_Problem statement_.
Turn the lines of the items below into a numbered list, omitting any blank lines.

Pointing entries for labeled objects:
..............................
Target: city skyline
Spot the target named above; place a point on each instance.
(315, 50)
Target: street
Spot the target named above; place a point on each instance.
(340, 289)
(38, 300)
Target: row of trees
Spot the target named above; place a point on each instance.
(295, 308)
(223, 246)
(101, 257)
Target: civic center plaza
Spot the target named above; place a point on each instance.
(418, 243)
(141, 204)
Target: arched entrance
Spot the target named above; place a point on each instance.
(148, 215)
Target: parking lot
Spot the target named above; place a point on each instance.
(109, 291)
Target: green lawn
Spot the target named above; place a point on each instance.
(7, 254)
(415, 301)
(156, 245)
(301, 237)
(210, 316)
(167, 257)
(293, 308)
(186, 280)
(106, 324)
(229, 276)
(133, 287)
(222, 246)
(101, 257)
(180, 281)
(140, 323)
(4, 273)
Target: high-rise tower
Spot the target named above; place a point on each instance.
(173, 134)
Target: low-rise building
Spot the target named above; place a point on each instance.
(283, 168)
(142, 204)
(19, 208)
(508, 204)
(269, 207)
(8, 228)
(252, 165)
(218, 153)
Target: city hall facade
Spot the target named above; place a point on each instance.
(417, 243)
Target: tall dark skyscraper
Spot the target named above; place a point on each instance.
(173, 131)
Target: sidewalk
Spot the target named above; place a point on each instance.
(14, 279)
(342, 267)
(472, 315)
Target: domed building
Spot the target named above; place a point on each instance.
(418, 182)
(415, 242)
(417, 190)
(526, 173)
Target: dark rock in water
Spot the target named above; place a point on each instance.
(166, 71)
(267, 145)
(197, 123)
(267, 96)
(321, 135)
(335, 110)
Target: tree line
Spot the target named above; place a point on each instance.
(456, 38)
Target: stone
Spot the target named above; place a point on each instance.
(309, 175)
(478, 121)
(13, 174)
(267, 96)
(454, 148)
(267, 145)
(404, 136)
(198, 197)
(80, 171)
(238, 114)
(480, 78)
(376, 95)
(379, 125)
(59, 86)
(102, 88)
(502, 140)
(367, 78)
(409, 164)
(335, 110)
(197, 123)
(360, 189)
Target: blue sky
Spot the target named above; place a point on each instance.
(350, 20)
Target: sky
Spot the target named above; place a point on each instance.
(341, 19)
..............................
_Final answer_.
1. Target: city skyline
2. Spot the target named above; place a point on each instance.
3. (315, 50)
4. Target: street
5. Spot the target named above; place a point on each instance.
6. (340, 289)
7. (38, 300)
8. Target: row of trees
9. Spot the target named above; place a point on each instance.
10. (295, 308)
11. (223, 246)
12. (101, 257)
13. Target: civic center plaza
14. Spot the target named above; place a point on each instance.
15. (418, 243)
16. (141, 204)
17. Target: arched entrance
18. Spot the target named above; place a point on each instance.
19. (148, 215)
20. Target: parking lot
21. Spot the target named above; place a point on each instance.
22. (109, 291)
23. Target: green lawn
24. Spot the target named above; place a point on each instance.
25. (7, 254)
26. (415, 301)
27. (156, 245)
28. (301, 237)
29. (210, 316)
30. (167, 257)
31. (293, 308)
32. (186, 280)
33. (106, 324)
34. (229, 276)
35. (133, 287)
36. (222, 246)
37. (101, 257)
38. (180, 281)
39. (140, 323)
40. (4, 273)
41. Target: high-rise tower
42. Spot the target named above; place a point on each instance.
43. (173, 134)
44. Target: low-rise building
45. Spot the target named above; place a point on each instance.
46. (283, 168)
47. (142, 204)
48. (19, 208)
49. (508, 204)
50. (269, 207)
51. (8, 228)
52. (252, 165)
53. (218, 153)
54. Target: city hall facade
55. Spot the target named above; place a point on each instance.
56. (417, 243)
57. Target: tall dark skyscraper
58. Spot the target named above; place a point on each instance.
59. (173, 131)
60. Target: sidewalk
61. Spot the target named above; place a point on each instance.
62. (14, 279)
63. (342, 267)
64. (472, 315)
65. Target: domed building
66. Spot the target named above; place a point on each instance.
67. (418, 182)
68. (415, 242)
69. (417, 190)
70. (526, 173)
71. Target: dark rock in water
72. Spot the target named above; place a point on each instance.
73. (166, 71)
74. (267, 145)
75. (197, 123)
76. (267, 96)
77. (321, 135)
78. (335, 110)
79. Target: tree line
80. Spot the target named above; place a point on each instance.
81. (456, 38)
82. Target: stone
83. Spot the target named above; place a point on each instance.
84. (309, 175)
85. (478, 121)
86. (13, 174)
87. (267, 96)
88. (454, 148)
89. (267, 145)
90. (404, 136)
91. (198, 197)
92. (80, 171)
93. (238, 114)
94. (480, 78)
95. (376, 95)
96. (379, 125)
97. (59, 86)
98. (102, 88)
99. (502, 140)
100. (367, 78)
101. (409, 164)
102. (335, 110)
103. (197, 123)
104. (360, 189)
105. Target: blue sky
106. Spot the target named above; place a point on each instance.
107. (350, 20)
108. Target: sky
109. Spot the target named above; place a point on each instance.
110. (341, 19)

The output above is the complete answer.